Aim of the task => Copy the items below word for word, everything from the start down to the line containing "[[153, 65]]", including that line.

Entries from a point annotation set

* * * * * * * * *

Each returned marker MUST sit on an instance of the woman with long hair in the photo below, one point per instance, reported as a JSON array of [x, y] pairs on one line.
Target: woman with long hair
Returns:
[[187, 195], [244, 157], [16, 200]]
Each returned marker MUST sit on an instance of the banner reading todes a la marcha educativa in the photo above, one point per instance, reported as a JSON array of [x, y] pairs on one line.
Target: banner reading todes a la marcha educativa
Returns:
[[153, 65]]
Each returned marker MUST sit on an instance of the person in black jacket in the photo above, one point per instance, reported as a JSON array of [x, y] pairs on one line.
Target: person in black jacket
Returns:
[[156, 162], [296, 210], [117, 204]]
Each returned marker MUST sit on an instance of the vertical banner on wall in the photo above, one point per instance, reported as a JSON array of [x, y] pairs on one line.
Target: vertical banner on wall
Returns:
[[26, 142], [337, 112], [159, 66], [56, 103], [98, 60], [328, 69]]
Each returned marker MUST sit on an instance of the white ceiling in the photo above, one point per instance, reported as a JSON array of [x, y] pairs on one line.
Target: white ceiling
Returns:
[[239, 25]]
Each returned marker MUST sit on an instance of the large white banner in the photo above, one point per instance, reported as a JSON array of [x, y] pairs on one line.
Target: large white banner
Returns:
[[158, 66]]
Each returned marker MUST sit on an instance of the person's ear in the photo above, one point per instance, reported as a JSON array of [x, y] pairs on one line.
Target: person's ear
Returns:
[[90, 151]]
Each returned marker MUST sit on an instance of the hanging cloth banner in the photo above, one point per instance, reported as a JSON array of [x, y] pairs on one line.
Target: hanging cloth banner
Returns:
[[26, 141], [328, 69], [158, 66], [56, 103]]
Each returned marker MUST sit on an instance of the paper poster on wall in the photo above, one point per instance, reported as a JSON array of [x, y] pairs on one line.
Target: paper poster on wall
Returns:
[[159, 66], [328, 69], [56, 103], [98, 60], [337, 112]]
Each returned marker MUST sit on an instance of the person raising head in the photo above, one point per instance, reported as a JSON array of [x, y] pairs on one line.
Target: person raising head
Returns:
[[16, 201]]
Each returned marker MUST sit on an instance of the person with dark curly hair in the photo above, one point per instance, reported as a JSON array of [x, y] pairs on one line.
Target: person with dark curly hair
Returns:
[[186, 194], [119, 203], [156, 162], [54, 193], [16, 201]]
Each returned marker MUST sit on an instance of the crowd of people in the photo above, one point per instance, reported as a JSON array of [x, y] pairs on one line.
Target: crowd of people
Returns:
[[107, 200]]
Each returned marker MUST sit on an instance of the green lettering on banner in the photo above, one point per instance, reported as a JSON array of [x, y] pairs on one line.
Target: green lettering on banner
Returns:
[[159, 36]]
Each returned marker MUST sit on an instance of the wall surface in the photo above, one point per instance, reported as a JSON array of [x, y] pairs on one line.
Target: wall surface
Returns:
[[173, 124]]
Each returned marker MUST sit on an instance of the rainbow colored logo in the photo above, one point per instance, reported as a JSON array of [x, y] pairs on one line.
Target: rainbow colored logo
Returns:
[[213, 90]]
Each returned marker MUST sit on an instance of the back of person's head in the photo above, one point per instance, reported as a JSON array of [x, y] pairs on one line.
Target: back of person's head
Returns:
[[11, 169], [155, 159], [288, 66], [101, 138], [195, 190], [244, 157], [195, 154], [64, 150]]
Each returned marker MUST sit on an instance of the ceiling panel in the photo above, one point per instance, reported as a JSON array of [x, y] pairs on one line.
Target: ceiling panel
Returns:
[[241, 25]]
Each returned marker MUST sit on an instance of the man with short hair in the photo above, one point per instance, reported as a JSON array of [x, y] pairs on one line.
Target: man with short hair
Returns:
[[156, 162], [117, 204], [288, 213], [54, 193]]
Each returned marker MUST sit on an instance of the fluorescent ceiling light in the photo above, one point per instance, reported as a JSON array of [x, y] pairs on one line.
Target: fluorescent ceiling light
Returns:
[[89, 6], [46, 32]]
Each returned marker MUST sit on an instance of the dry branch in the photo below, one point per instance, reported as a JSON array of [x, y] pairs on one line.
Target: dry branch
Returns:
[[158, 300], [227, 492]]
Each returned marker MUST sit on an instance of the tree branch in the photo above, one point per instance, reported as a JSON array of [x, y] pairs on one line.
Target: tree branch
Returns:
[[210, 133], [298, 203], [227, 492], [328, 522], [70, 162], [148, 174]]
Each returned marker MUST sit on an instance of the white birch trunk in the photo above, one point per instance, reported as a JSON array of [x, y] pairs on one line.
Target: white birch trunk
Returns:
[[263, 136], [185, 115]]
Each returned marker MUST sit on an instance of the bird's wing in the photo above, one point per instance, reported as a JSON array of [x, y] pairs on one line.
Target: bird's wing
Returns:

* * * * * * * * *

Answer for this exercise =>
Each returned marker MUST sit on an instance of the woman with long hair in the photo below, one point per instance, reported as a JSON array of [x, y] pairs on one line.
Target: woman with long hair
Returns:
[[187, 195], [244, 157], [16, 200]]
Each returned marker MUST sit on an instance of the banner reading todes a la marcha educativa in the photo above, one point per instance, reported as a JSON array of [x, y] pairs on one line.
Target: banner reading todes a la marcha educativa
Returns:
[[153, 65]]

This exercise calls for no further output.